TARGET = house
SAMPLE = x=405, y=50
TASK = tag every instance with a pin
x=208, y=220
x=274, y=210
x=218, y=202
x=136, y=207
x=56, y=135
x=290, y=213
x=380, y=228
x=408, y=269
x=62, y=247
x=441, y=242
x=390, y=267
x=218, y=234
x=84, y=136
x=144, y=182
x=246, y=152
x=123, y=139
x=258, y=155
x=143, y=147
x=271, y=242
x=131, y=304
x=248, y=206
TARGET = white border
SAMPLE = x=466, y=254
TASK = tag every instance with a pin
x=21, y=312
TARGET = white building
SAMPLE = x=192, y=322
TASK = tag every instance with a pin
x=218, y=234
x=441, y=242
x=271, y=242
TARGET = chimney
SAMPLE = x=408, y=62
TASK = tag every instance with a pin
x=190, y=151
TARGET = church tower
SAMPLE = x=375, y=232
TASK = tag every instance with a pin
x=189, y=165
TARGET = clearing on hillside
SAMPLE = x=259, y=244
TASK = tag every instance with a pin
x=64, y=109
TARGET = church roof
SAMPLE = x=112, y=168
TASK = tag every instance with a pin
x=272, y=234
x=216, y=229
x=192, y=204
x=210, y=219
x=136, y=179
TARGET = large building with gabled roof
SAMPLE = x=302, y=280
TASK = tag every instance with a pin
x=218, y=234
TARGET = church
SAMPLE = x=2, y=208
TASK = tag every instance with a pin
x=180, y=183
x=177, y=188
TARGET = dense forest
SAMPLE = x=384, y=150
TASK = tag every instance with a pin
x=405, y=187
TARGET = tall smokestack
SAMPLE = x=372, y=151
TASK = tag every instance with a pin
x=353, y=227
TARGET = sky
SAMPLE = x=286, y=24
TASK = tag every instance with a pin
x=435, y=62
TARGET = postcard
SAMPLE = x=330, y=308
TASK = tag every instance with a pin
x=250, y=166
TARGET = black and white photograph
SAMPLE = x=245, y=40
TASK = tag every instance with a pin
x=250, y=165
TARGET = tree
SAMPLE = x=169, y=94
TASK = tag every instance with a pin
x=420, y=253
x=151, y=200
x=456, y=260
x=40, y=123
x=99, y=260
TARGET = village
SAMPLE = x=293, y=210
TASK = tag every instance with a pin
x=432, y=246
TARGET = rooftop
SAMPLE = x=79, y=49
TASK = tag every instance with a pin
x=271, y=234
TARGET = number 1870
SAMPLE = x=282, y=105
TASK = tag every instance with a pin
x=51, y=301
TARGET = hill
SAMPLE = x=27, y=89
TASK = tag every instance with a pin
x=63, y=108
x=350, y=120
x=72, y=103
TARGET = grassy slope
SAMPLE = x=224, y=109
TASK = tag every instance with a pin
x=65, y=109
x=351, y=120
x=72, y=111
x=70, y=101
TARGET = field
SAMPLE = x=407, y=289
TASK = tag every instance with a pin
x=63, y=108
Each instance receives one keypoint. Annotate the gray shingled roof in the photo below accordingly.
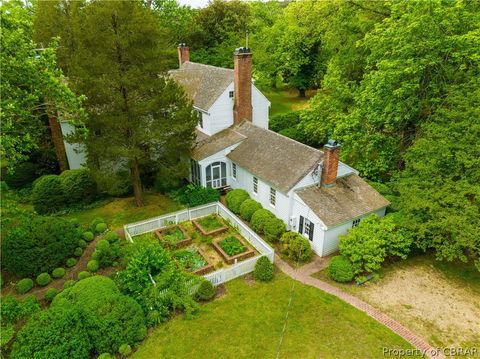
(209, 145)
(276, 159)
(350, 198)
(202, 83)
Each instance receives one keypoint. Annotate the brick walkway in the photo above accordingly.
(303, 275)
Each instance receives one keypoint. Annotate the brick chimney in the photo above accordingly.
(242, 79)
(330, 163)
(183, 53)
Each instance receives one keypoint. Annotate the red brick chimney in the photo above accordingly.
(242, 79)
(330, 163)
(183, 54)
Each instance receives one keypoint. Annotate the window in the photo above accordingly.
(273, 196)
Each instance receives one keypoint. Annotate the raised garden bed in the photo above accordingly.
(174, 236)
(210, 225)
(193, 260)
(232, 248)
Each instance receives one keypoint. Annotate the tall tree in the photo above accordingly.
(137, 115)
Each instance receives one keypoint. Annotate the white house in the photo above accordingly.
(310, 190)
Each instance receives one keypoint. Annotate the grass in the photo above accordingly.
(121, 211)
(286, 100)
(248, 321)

+-------+

◆ **Exercise description**
Copy the lines from the entries above in which the word "building" appears.

◆ **Problem solution**
TARGET = white building
TARGET = large building with gabled roof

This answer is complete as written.